◆ CONSIGNE
Dans le texte ci-dessous sur les incendies de forêt, reprenez tout le passage qui va de « Ainsi, les initiatives » jusqu'à « par les flammes. », en rebaptisant « Firewise Program » en « programme Firewise ».

La lutte contre les incendies fait partie de l'héritage colonial américain depuis le Grand Feu de 1910, surnommé « Big Blowup, » qui a ravagé plus de 1, 2 million d'hectares en Idaho, dans le Montana et à Washington. Tandis que le développement humain se poursuit au détriment des écosystèmes régulés par le feu, les risques augmentent, à la fois pour les installations humaines et pour l'environnement.

Ainsi, les initiatives telles que le Firewise Program permettent d'aider les habitants des campagnes à « ignifuger » leur maison. Quand le déménagement n'est pas envisageable, il s'agit de réduire au possible le risque de voir sa propriété engloutie par les flammes.

Pourtant, il reste très difficile de contrer les effets du changement climatique sur la prévalence et la violence des feux de forêt. Les scientifiques pensent que désormais, ils sont plus durables, plus intenses, et plus fréquents. Dans l'Ouest américain, la saison des incendies dure maintenant 105 jours de plus que sa moyenne historique, c'est-à-dire presque toute l'année.

Aujourd'hui, le Service des forêts américain dépense environ 830 millions de dollars par an à la lutte contre les incendies. Entre 2004 et 2013, près de 3 millions d'hectares ont brûlé à l'échelle nationale, contre 1,1 million d'hectares entre 1984 et 1993. Bien que les pompiers de Washington aient gagné la bataille contre le feu, l'incendie aurait pu faire moins de dégâts si des mesures préventives avaient été prises au préalable. S'il y a une leçon à tirer ici, c'est que laisser un ancien site de retraitement des déchets nucléaires dans une boîte en amadou est une très mauvaise idée.

◆ DONNÉES AFFICHÉES

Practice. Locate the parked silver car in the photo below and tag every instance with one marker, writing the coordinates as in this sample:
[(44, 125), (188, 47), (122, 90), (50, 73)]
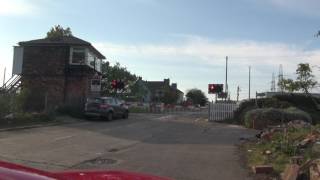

◆ RÉPONSE
Ainsi, les initiatives telles que le programme Firewise permettent d'aider les habitants des campagnes à « ignifuger » leur maison. Quand le déménagement n'est pas envisageable, il s'agit de réduire au possible le risque de voir sa propriété engloutie par les flammes.